• [Work to do]: Extract every line from the items below that contains the word "dark", copying each such line in full.
^^^^^^^^^^^^^^^^
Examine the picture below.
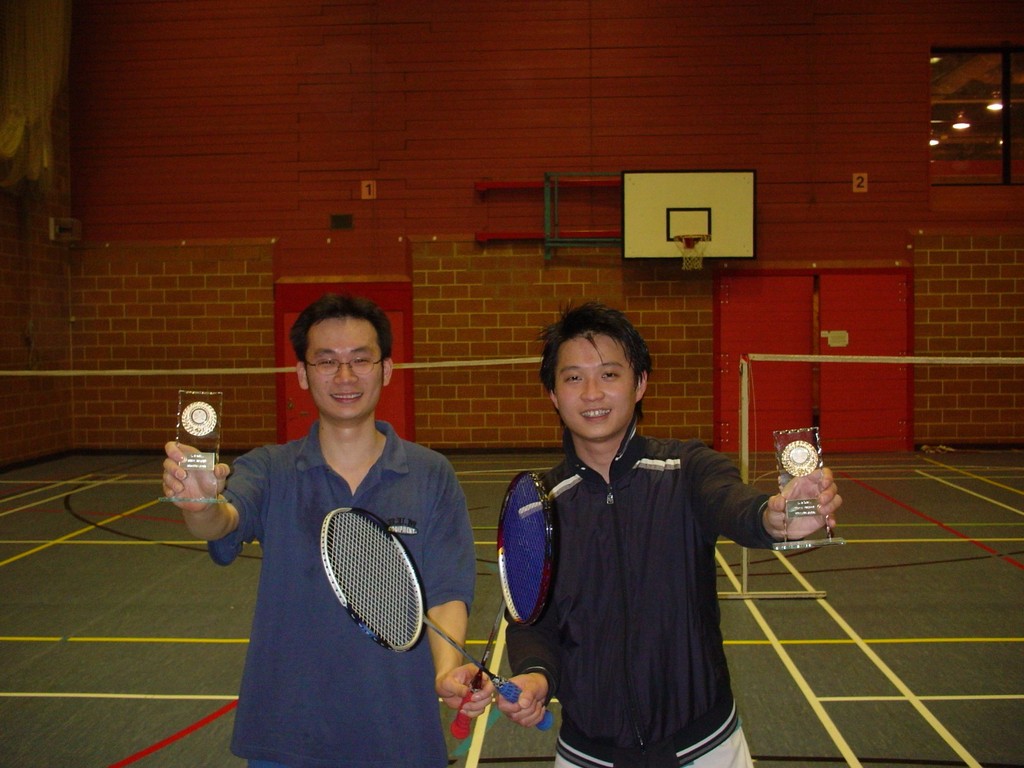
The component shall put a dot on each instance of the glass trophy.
(199, 427)
(798, 453)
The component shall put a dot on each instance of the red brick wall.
(171, 307)
(476, 303)
(969, 302)
(35, 310)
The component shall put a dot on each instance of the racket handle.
(460, 726)
(511, 693)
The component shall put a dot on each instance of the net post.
(744, 474)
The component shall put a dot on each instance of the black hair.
(588, 321)
(331, 306)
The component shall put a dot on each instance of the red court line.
(922, 515)
(174, 737)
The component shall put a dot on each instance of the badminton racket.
(525, 557)
(460, 726)
(525, 548)
(373, 576)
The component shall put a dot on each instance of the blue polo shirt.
(315, 690)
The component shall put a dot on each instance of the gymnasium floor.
(122, 644)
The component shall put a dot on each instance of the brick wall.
(34, 310)
(479, 303)
(969, 301)
(177, 307)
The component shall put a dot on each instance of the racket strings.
(524, 544)
(378, 585)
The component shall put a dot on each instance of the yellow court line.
(990, 481)
(970, 493)
(74, 534)
(930, 540)
(480, 726)
(826, 722)
(142, 640)
(37, 502)
(883, 641)
(912, 698)
(937, 697)
(116, 543)
(147, 696)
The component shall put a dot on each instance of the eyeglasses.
(358, 366)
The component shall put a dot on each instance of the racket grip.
(511, 693)
(460, 726)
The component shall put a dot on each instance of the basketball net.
(692, 249)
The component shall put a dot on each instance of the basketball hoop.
(692, 249)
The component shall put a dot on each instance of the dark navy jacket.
(630, 639)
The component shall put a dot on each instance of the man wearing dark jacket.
(630, 641)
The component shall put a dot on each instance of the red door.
(768, 314)
(296, 411)
(865, 407)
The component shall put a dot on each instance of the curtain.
(34, 43)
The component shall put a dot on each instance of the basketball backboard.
(657, 206)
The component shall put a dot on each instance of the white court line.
(969, 492)
(805, 688)
(908, 695)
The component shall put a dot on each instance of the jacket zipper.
(634, 706)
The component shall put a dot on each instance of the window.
(976, 136)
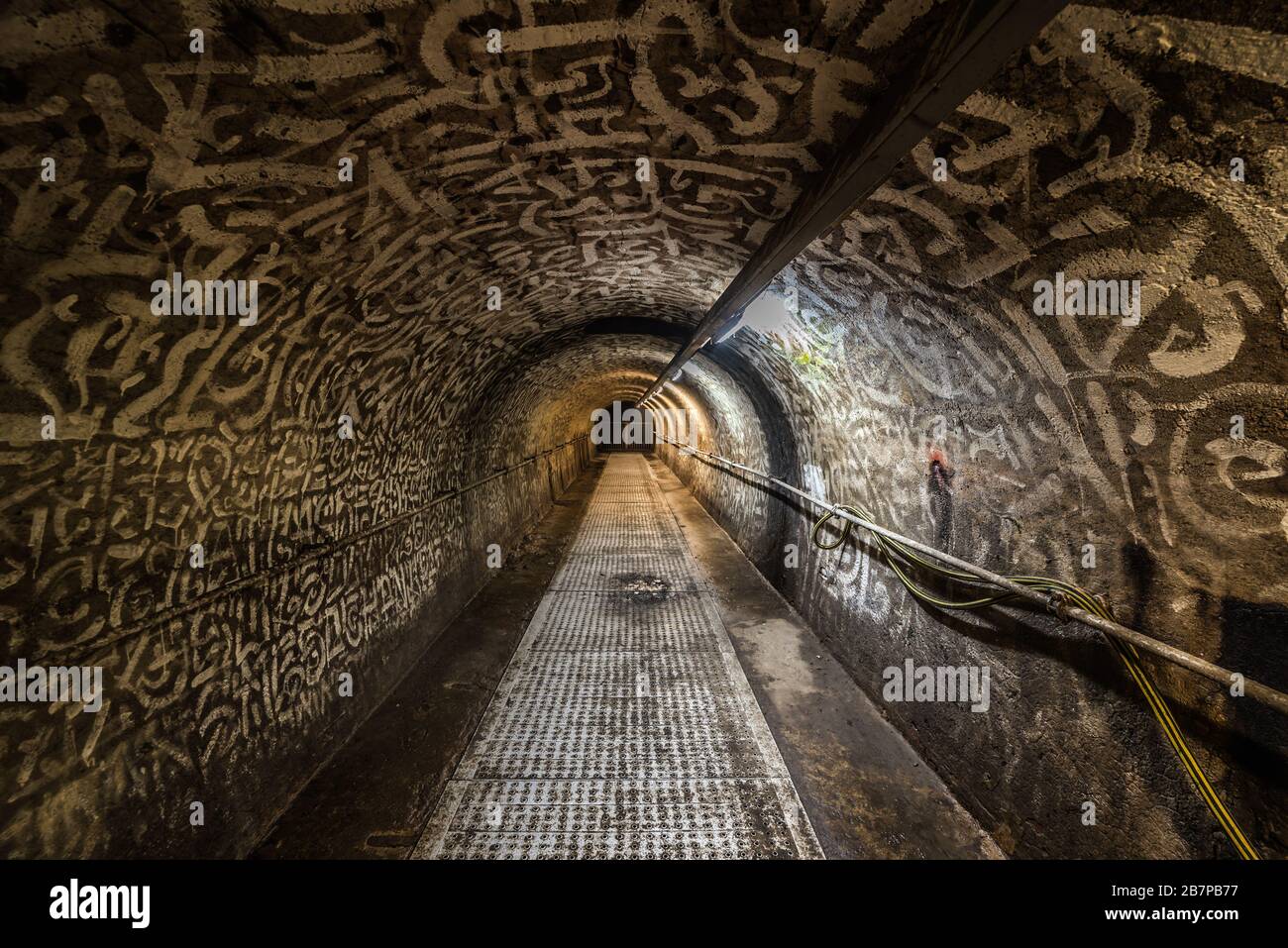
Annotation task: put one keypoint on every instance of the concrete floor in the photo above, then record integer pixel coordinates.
(636, 717)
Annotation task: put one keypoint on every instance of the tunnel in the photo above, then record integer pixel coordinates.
(507, 429)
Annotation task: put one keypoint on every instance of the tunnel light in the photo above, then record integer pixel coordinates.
(767, 314)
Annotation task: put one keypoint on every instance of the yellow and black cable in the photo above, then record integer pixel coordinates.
(1061, 591)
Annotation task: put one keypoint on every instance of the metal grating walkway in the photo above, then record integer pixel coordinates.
(623, 725)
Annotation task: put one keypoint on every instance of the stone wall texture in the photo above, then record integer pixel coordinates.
(911, 372)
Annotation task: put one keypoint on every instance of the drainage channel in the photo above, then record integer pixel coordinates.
(623, 725)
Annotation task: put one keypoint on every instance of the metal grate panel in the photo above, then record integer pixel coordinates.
(648, 576)
(623, 725)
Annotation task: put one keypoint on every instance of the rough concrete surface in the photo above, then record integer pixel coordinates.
(527, 236)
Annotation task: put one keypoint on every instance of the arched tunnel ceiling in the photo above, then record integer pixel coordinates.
(472, 168)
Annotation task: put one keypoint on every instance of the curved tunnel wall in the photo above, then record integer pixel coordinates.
(917, 378)
(914, 342)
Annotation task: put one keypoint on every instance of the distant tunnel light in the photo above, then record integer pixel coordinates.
(767, 313)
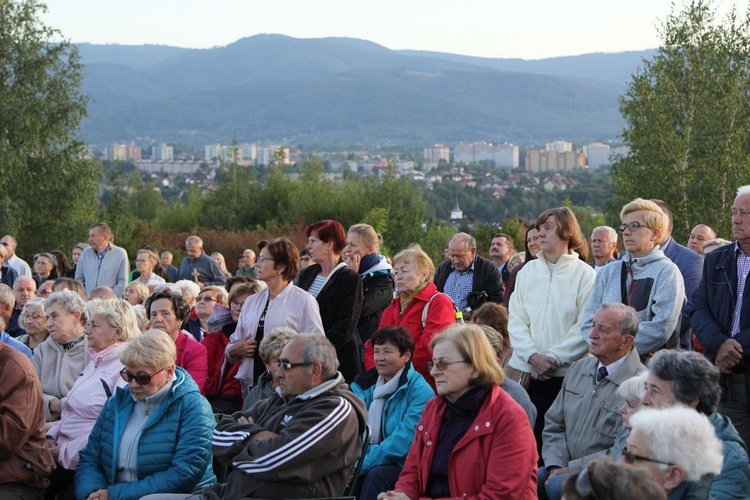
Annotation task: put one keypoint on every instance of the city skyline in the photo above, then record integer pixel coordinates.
(484, 28)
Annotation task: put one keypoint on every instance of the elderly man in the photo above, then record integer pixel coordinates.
(248, 265)
(720, 315)
(689, 265)
(199, 267)
(469, 279)
(689, 379)
(585, 417)
(103, 263)
(546, 310)
(24, 289)
(603, 247)
(698, 236)
(25, 460)
(501, 248)
(677, 448)
(7, 300)
(302, 441)
(13, 260)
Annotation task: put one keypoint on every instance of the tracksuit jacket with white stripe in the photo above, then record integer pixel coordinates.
(319, 441)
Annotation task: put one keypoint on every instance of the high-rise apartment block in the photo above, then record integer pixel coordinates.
(504, 155)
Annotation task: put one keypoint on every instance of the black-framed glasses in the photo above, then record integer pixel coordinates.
(286, 365)
(633, 226)
(442, 364)
(141, 378)
(631, 458)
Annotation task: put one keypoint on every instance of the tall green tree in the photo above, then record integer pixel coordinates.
(687, 112)
(48, 184)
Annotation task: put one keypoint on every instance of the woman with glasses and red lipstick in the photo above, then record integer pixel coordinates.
(153, 435)
(473, 440)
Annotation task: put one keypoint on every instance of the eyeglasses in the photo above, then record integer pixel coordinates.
(142, 379)
(286, 365)
(633, 226)
(631, 458)
(442, 364)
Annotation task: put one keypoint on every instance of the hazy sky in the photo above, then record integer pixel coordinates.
(529, 29)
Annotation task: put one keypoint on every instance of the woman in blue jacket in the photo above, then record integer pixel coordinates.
(154, 435)
(395, 395)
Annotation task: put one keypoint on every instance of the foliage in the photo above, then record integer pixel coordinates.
(687, 112)
(48, 186)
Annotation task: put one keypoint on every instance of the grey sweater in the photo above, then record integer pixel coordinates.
(656, 291)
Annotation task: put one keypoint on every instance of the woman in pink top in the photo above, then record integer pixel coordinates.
(113, 323)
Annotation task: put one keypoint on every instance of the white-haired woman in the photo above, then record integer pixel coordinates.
(61, 358)
(34, 322)
(113, 323)
(154, 435)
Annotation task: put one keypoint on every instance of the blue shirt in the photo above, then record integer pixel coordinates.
(7, 339)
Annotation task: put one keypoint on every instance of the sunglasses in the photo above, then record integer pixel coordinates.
(442, 364)
(142, 379)
(631, 458)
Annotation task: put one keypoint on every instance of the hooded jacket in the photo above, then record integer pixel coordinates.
(655, 290)
(401, 413)
(313, 454)
(174, 449)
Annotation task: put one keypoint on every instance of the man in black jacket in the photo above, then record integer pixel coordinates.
(469, 279)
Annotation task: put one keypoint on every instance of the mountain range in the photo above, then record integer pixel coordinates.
(344, 91)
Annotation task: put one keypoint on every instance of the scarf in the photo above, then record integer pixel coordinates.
(382, 392)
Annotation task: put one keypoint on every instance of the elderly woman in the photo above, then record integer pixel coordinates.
(395, 395)
(361, 254)
(145, 263)
(168, 311)
(222, 389)
(270, 351)
(61, 358)
(644, 279)
(152, 436)
(279, 304)
(45, 268)
(34, 322)
(208, 297)
(135, 293)
(222, 263)
(111, 326)
(338, 290)
(419, 308)
(473, 440)
(531, 249)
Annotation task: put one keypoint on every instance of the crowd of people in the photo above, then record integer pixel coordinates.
(337, 371)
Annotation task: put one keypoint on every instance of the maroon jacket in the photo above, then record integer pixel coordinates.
(440, 315)
(24, 456)
(496, 458)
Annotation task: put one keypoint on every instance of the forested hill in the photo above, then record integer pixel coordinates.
(333, 91)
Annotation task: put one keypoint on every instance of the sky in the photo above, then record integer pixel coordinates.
(531, 29)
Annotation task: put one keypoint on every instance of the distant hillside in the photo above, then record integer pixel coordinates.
(339, 91)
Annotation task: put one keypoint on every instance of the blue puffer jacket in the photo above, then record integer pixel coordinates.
(734, 479)
(401, 414)
(174, 450)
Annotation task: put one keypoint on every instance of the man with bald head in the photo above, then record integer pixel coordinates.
(199, 267)
(469, 279)
(698, 236)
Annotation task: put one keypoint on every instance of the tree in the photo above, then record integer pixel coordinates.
(687, 113)
(48, 184)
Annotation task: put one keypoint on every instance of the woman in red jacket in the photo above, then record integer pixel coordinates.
(473, 441)
(413, 270)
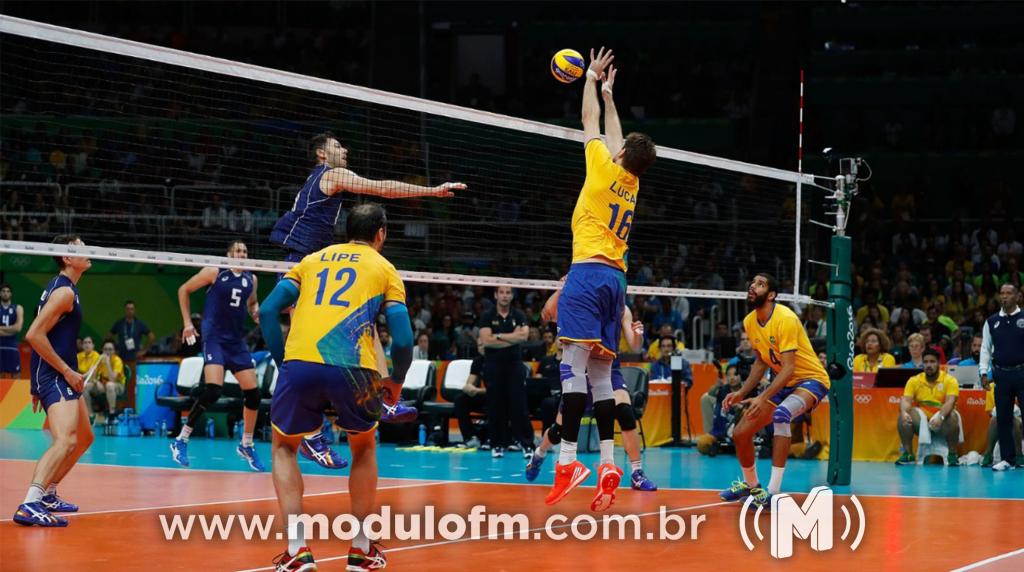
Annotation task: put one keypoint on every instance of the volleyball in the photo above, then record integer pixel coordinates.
(567, 66)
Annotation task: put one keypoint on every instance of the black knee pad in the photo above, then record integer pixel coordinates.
(624, 413)
(211, 393)
(251, 399)
(555, 434)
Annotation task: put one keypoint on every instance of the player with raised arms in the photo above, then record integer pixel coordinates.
(800, 384)
(230, 296)
(633, 332)
(308, 226)
(56, 385)
(592, 301)
(331, 359)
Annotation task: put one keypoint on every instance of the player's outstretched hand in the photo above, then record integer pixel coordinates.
(75, 380)
(444, 189)
(600, 61)
(609, 82)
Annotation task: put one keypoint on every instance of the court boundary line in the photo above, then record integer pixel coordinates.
(242, 472)
(231, 501)
(495, 536)
(996, 558)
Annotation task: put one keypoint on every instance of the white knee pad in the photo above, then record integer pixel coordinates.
(573, 368)
(599, 371)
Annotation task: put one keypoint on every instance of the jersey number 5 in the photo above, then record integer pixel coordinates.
(345, 275)
(624, 225)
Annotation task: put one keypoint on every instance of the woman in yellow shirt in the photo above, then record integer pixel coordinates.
(876, 345)
(109, 380)
(88, 356)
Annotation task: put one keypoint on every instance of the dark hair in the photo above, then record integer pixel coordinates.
(320, 142)
(64, 239)
(770, 280)
(639, 152)
(364, 222)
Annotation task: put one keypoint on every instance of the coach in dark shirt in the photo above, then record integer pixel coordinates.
(502, 331)
(1003, 363)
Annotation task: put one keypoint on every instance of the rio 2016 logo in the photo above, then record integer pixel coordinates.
(811, 521)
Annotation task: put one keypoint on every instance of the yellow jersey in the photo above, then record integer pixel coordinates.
(341, 290)
(85, 361)
(930, 397)
(603, 213)
(783, 333)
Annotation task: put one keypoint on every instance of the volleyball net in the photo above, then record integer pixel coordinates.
(159, 156)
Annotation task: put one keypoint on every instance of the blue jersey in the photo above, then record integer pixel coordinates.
(227, 306)
(8, 316)
(309, 225)
(62, 336)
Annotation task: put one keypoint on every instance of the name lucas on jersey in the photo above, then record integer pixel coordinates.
(617, 189)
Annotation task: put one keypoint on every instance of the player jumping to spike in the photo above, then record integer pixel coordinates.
(800, 384)
(309, 226)
(230, 295)
(592, 301)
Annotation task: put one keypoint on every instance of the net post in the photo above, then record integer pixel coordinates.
(841, 336)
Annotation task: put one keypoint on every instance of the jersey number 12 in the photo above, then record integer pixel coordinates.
(345, 275)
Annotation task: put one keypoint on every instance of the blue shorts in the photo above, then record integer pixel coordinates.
(233, 356)
(617, 383)
(590, 308)
(816, 389)
(10, 360)
(50, 390)
(306, 389)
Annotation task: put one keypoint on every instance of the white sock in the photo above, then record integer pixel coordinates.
(185, 433)
(297, 540)
(361, 541)
(751, 475)
(567, 453)
(608, 452)
(35, 493)
(775, 481)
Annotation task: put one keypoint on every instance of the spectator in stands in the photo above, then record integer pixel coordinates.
(930, 397)
(473, 399)
(662, 369)
(876, 345)
(12, 217)
(669, 316)
(109, 380)
(422, 349)
(466, 336)
(654, 351)
(132, 338)
(215, 214)
(1013, 275)
(871, 303)
(442, 340)
(915, 348)
(898, 348)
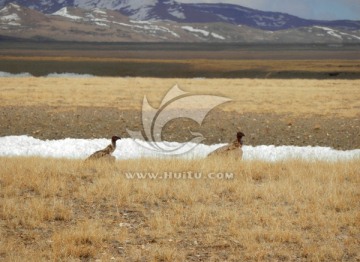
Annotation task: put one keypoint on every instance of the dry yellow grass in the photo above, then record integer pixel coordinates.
(300, 97)
(65, 210)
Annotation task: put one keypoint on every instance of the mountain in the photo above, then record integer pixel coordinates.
(155, 20)
(187, 13)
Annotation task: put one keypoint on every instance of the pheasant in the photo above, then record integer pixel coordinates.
(233, 149)
(106, 152)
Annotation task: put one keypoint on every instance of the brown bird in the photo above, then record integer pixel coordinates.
(233, 149)
(105, 153)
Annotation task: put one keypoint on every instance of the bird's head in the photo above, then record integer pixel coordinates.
(239, 136)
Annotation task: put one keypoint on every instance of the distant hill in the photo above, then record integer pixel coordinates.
(159, 20)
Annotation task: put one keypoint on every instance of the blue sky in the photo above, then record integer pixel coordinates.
(311, 9)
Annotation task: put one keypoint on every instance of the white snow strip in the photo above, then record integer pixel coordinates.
(149, 27)
(195, 30)
(64, 12)
(11, 146)
(99, 11)
(68, 75)
(6, 74)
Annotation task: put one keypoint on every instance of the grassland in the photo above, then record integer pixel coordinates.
(297, 96)
(65, 210)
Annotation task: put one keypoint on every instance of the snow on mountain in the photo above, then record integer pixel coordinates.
(171, 10)
(64, 12)
(9, 16)
(166, 20)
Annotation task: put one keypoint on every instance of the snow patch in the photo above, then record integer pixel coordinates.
(177, 13)
(218, 36)
(195, 30)
(64, 13)
(127, 148)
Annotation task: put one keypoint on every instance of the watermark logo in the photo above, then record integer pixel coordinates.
(175, 104)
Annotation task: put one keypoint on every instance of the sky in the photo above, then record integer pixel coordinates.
(310, 9)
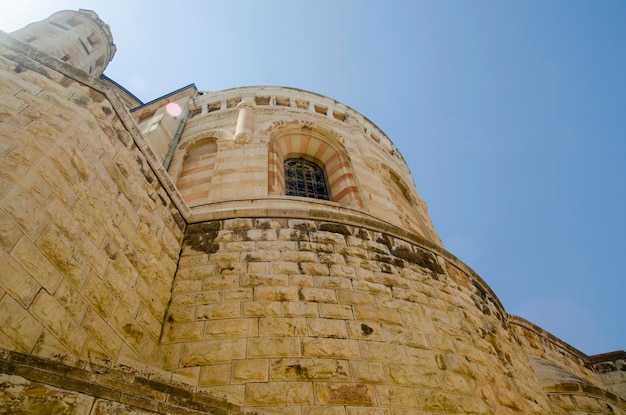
^^^^^^^^^^^^^^^^
• [Result]:
The component shall put a dot on each instance of the dark navy jacket.
The component shall put a dot on each instance of the man wearing dark jacket.
Annotation task: put one keypoint on every instance of the dark hair in the photo above, then record integer pixel coordinates.
Annotation task: put one keypoint on every instance of the coach in dark shirt in the photo above, then record integer pixel coordinates.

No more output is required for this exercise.